# Photoshop Request



## beatty599

Hello,

Was hoping someone could photoshop the alloy on this gti fully anthracite, want to see if they would look good if I refurbed them after whiteworm sets in.










Thanks in advance, I know it's time consuming.


----------



## fatdazza

Not quite anthracite but close


----------



## RandomlySet

Bang on :thumb:

If no one else does, I'll see if I get time tomorrow to have a play


----------



## GleemSpray

Here you go - just a quick fill using Anthracite Grey

https://www.dropbox.com/s/0vr9baddlml12cc/Anthracite%20Grey%20Wheels%20sRGB%2056%2062%2066.jpg?RAW=1

Hope this works ok


----------



## beatty599

fatdazza said:


> View attachment 56891
> 
> Not quite anthracite but close


They seem more aerodynamic in your render, do youthink they'll affect brake cooling? :lol:



GleemSpray said:


> Here you go - just a quick fill using Anthracite Grey
> 
> https://www.dropbox.com/s/0vr9baddlml12cc/Anthracite%20Grey%20Wheels%20sRGB%2056%2062%2066.jpg?RAW=1
> 
> Hope this works ok


Thanks a lot! Does the job 100% for what I need, I quite like them. :thumb:


----------

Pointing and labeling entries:
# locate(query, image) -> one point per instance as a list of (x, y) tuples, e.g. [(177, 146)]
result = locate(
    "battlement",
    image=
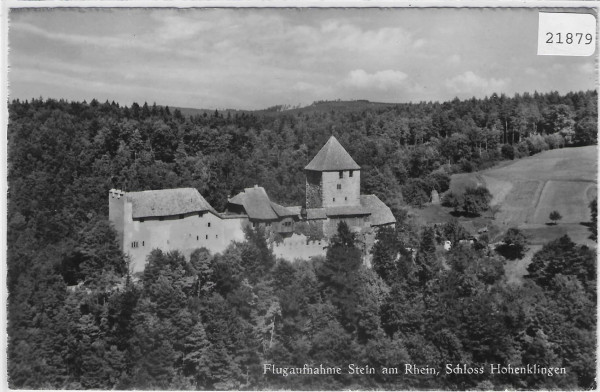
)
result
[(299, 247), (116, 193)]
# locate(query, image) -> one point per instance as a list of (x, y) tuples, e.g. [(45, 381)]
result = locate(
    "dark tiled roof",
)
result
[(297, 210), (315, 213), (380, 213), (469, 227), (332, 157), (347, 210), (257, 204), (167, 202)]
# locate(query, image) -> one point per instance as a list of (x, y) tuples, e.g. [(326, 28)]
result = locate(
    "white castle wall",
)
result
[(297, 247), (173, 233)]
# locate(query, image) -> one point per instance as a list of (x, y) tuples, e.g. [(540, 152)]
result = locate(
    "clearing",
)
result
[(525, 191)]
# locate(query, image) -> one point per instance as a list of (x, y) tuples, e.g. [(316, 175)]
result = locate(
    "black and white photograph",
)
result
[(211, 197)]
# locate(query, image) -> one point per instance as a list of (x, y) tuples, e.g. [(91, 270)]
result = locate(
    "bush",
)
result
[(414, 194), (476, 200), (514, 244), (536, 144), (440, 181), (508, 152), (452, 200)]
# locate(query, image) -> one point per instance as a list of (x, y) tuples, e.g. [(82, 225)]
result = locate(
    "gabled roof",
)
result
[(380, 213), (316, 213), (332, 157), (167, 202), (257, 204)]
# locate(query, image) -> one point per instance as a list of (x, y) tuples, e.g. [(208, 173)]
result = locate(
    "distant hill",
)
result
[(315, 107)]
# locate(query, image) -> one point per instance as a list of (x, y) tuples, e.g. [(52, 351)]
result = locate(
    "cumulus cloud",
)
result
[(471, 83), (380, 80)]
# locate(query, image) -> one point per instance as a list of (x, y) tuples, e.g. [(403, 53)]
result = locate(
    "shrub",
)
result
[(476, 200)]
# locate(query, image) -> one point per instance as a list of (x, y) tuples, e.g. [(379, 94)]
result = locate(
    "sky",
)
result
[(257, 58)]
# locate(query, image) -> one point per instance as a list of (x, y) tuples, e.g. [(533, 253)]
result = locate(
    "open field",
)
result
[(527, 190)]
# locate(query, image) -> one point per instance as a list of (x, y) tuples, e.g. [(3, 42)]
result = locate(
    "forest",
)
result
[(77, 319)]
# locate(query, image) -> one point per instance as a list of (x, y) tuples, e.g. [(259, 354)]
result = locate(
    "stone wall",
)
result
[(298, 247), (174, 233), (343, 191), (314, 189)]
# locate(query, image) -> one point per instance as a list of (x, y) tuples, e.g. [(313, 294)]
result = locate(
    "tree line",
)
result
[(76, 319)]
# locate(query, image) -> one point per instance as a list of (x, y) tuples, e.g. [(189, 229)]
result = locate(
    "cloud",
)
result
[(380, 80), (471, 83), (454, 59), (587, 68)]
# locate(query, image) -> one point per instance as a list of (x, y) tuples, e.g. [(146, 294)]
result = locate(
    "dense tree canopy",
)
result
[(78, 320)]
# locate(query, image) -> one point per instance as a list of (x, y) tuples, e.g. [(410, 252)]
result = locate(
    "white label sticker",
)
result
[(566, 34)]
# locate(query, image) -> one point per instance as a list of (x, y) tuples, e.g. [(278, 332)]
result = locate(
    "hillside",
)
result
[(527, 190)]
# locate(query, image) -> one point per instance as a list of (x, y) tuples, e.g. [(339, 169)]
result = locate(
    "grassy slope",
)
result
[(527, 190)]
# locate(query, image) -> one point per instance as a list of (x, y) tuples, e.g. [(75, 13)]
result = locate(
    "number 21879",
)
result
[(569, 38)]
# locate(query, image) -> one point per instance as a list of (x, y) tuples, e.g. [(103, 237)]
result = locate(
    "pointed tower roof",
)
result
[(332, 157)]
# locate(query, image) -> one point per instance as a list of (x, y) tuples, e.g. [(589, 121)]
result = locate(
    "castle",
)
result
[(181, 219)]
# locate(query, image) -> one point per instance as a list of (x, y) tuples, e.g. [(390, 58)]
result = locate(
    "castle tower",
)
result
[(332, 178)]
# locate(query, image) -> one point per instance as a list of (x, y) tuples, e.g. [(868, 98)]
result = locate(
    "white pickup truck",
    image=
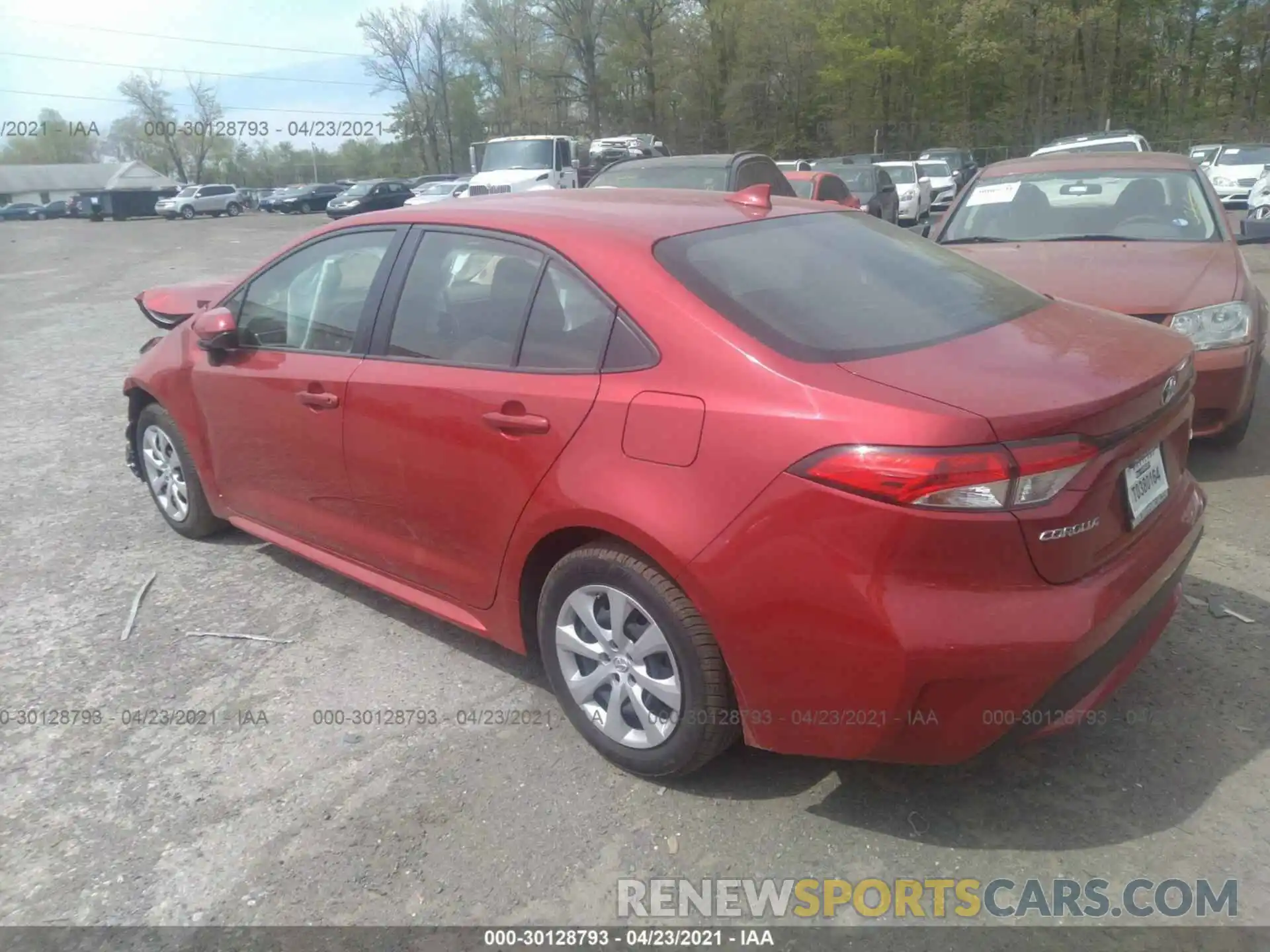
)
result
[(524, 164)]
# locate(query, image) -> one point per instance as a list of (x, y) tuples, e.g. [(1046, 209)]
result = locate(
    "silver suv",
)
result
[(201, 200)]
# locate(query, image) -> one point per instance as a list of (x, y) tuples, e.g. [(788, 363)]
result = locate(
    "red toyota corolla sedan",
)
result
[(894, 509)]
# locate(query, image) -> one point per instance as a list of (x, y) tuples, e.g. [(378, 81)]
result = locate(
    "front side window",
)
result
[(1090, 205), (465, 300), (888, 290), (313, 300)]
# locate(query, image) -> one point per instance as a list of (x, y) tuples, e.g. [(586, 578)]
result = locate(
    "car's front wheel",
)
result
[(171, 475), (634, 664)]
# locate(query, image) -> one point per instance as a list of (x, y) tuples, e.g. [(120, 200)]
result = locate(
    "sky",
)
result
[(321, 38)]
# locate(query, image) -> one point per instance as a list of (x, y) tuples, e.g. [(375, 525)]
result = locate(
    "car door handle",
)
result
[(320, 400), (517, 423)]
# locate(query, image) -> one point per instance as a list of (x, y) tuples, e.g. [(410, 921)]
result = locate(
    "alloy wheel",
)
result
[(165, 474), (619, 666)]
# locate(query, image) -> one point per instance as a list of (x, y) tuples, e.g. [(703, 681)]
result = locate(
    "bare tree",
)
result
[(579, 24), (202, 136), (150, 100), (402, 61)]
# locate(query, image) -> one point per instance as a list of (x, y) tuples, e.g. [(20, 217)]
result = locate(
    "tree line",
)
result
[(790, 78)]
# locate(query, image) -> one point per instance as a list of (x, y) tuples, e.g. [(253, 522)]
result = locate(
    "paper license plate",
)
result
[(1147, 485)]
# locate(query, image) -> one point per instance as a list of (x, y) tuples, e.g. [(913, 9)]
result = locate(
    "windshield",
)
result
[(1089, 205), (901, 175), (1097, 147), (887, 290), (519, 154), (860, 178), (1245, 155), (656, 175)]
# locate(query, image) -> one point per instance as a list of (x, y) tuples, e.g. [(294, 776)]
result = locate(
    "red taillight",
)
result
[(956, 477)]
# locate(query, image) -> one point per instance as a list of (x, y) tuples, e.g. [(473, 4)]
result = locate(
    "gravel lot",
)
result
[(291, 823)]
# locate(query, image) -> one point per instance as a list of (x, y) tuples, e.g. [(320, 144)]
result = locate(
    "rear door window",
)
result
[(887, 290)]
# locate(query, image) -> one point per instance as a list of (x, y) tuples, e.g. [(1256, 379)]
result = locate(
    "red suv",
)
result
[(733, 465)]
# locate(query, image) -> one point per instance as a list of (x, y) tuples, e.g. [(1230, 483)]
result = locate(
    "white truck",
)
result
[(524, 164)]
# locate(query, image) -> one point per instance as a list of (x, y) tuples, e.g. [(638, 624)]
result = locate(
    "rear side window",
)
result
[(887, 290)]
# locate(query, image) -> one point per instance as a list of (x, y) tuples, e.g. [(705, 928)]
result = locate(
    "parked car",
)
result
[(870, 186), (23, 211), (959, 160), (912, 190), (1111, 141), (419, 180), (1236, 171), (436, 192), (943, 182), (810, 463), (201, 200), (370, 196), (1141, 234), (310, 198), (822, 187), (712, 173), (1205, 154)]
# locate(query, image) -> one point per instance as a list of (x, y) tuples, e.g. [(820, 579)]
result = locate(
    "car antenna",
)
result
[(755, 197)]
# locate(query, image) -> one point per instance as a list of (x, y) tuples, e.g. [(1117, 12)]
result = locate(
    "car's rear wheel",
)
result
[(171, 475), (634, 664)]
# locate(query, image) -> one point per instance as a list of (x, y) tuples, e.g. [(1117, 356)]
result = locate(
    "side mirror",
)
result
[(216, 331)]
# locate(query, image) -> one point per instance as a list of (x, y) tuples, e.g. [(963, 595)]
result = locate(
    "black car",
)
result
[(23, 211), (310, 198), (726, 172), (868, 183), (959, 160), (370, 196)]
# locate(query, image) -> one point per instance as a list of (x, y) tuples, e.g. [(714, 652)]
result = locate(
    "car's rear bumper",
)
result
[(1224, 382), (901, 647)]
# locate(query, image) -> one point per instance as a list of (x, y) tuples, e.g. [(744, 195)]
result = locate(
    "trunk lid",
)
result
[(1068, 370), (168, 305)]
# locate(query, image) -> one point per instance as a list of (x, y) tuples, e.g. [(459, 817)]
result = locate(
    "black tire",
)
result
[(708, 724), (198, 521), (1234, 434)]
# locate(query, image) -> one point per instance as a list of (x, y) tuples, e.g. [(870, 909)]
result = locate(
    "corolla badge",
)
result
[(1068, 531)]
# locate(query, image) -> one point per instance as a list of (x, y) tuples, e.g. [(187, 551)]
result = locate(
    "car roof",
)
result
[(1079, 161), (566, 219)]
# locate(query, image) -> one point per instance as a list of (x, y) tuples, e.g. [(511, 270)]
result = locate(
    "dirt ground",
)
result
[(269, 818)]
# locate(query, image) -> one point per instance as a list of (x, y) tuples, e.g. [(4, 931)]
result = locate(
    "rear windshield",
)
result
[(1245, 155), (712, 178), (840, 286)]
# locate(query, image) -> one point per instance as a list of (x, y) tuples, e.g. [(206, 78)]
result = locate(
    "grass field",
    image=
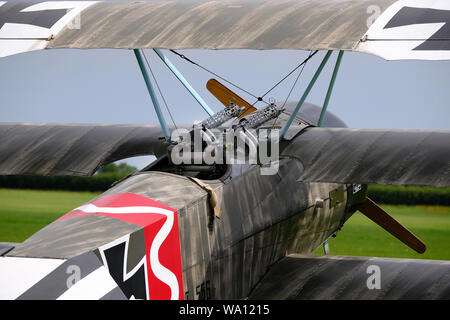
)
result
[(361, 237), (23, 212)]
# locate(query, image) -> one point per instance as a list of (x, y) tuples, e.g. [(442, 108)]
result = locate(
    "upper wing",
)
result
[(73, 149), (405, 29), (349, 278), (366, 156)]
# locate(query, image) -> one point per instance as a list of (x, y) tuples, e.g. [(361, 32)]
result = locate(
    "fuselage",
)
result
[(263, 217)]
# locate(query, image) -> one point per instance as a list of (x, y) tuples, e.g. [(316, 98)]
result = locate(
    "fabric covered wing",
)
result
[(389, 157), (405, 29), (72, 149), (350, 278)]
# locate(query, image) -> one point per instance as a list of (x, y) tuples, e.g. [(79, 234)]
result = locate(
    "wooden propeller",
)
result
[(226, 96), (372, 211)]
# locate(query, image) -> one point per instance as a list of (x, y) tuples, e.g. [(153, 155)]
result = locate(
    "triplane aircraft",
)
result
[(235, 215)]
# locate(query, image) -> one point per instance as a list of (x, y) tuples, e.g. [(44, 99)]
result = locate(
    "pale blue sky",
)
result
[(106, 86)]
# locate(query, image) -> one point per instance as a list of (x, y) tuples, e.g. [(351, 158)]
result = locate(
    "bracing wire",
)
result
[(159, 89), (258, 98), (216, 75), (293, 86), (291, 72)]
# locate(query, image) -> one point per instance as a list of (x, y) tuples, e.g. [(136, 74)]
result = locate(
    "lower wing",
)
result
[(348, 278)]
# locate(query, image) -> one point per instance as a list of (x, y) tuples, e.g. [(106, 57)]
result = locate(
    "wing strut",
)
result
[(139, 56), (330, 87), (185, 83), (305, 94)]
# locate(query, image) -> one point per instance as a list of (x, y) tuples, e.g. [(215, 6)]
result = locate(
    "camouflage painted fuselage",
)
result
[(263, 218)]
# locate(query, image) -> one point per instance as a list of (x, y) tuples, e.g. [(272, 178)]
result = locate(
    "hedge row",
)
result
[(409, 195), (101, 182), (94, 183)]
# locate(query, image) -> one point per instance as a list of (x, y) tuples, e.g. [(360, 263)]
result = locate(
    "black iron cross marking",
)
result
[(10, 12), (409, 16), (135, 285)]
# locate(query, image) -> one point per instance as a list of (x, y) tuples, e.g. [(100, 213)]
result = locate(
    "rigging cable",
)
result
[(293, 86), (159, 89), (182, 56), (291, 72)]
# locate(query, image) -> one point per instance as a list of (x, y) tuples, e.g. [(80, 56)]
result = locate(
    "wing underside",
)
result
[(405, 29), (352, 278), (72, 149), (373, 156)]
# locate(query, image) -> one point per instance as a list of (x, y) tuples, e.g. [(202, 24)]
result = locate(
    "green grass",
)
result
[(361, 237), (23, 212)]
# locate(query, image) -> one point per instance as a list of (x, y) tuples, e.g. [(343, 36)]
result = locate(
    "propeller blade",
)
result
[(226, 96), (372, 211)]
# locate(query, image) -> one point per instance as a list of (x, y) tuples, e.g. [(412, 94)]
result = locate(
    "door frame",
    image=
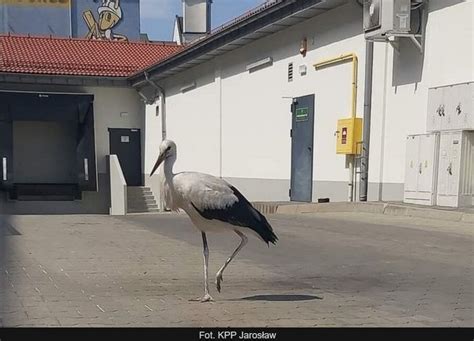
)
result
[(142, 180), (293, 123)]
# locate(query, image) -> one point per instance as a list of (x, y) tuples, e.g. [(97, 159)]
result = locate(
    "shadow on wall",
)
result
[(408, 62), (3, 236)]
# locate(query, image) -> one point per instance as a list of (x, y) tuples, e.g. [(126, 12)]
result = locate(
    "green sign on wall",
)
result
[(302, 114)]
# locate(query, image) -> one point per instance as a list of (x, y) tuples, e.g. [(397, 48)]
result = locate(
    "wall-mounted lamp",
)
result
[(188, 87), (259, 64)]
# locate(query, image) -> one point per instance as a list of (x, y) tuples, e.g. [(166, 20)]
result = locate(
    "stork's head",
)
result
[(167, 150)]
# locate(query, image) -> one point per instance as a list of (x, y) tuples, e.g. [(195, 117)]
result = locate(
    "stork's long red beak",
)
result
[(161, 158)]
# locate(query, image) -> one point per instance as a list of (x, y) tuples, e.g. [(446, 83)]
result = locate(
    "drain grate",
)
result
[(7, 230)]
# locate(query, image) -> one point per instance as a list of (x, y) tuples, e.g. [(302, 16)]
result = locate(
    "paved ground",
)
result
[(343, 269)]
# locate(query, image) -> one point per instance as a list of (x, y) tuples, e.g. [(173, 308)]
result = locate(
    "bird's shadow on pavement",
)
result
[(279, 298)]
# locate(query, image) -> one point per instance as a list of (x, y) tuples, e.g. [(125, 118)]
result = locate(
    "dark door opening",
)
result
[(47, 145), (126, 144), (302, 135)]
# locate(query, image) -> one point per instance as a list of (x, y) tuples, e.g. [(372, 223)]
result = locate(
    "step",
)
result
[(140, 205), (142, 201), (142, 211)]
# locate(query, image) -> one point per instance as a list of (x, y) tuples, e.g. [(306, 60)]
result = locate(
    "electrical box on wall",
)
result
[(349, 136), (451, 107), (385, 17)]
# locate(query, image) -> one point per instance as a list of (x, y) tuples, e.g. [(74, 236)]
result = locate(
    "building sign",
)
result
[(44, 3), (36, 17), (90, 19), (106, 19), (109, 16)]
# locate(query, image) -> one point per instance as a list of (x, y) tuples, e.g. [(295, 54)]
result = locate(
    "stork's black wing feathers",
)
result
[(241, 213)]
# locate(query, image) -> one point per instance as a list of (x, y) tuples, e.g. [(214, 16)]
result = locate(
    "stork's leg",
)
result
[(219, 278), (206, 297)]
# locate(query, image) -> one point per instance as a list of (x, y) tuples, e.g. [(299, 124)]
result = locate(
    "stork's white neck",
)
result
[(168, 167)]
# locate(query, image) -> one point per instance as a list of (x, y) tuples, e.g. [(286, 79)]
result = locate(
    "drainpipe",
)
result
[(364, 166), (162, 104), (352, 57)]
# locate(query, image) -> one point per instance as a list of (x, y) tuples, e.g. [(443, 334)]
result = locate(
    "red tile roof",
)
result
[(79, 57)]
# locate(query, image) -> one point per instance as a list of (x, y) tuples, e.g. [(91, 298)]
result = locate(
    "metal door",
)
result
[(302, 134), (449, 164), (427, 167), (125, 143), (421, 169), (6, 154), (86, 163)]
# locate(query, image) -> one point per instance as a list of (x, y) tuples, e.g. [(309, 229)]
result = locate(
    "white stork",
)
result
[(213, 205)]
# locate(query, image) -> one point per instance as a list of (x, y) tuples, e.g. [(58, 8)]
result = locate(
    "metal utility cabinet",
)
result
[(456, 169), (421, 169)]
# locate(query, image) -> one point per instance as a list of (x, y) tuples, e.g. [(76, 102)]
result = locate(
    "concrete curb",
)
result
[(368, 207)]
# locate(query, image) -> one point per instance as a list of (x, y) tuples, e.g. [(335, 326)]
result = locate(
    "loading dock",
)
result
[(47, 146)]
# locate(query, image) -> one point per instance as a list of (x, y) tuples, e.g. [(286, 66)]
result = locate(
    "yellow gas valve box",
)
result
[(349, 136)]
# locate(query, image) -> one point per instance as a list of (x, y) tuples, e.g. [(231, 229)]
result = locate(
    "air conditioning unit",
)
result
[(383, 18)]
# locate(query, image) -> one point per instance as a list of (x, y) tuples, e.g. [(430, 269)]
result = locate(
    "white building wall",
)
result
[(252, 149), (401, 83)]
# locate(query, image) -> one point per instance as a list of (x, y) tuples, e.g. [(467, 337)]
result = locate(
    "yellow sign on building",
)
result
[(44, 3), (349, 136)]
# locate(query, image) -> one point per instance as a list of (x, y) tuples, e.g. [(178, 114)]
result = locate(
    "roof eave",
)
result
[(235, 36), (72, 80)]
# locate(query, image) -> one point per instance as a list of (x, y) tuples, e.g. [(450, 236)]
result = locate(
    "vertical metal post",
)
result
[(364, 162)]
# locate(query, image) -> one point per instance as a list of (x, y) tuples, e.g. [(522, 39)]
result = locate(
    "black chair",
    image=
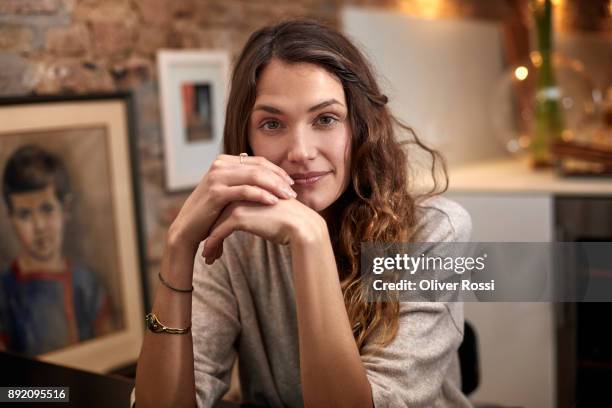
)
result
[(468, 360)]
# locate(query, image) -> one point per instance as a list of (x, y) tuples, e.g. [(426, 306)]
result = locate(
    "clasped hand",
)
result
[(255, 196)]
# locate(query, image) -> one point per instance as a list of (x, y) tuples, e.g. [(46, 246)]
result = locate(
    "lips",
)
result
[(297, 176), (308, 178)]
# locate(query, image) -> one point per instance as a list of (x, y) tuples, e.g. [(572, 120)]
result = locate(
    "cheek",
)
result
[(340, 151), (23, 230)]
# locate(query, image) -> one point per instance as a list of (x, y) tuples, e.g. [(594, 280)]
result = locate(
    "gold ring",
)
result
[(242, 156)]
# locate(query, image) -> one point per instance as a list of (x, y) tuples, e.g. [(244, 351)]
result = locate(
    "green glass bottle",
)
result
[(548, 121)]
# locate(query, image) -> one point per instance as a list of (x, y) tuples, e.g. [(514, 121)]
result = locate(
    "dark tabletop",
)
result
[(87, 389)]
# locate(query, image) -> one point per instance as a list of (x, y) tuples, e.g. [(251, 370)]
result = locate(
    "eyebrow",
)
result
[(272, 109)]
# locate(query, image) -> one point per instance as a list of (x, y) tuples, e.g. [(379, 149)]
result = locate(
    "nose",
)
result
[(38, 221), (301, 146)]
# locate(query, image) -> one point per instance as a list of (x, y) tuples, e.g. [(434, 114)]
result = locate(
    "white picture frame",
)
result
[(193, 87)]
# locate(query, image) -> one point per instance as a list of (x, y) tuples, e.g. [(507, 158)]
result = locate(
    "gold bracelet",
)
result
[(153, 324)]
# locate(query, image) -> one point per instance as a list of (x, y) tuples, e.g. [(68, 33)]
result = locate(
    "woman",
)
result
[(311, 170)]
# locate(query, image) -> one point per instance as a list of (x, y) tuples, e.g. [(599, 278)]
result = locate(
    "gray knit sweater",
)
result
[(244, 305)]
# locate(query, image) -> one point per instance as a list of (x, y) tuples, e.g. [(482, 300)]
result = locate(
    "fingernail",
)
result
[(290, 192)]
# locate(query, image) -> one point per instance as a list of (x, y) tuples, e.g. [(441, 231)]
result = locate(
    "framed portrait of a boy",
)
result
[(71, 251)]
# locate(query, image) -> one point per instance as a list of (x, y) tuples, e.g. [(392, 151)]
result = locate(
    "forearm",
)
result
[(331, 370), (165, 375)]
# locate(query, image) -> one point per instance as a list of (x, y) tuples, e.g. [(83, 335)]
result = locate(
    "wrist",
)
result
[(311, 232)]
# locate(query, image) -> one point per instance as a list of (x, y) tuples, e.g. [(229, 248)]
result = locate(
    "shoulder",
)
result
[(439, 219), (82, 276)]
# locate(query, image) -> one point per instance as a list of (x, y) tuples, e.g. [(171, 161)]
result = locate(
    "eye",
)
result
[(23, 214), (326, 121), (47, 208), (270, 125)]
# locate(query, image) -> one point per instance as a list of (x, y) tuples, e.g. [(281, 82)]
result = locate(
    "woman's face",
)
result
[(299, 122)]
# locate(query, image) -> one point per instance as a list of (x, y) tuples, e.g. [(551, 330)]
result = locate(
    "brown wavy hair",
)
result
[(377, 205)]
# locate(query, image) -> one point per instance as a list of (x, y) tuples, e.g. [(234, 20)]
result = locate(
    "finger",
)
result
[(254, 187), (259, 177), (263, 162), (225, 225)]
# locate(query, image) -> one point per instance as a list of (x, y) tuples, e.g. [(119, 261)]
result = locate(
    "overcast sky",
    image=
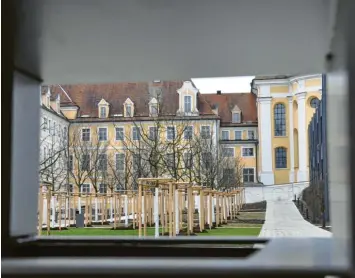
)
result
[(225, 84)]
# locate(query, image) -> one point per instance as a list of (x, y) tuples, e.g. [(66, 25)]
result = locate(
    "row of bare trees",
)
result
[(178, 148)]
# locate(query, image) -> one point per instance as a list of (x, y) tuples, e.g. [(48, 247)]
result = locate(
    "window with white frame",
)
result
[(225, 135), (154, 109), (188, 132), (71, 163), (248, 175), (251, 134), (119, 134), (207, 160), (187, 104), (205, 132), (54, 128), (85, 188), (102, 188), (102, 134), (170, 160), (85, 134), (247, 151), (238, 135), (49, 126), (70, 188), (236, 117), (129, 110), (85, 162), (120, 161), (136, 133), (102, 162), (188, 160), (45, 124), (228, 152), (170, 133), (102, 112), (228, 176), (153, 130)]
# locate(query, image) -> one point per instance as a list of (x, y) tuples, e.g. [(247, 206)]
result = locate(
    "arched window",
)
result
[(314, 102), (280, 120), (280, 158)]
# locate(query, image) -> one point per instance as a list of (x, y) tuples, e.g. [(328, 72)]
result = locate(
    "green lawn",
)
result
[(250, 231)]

• _WRITTEN EXERCISE 1_
In the thread on recoloring a GTI's alloys, reproduce the passage starting at "# Photoshop Request" and ending at "whiteworm sets in.", renaming "alloy" to "wheel".
• _WRITTEN EXERCISE 2_
Answer these from the thread on recoloring a GTI's alloys:
(a) What fill color did GleemSpray use?
(b) How did fatdazza describe the color in their own version?
(c) When does the original poster say the refurbishment would happen?

• _TASK RESULT 1_
# Photoshop Request



## beatty599

Hello,

Was hoping someone could photoshop the wheel on this gti fully anthracite, want to see if they would look good if I refurbed them after whiteworm sets in.

• _TASK RESULT 2_
(a) Anthracite Grey.
(b) "Not quite anthracite but close."
(c) After whiteworm sets in.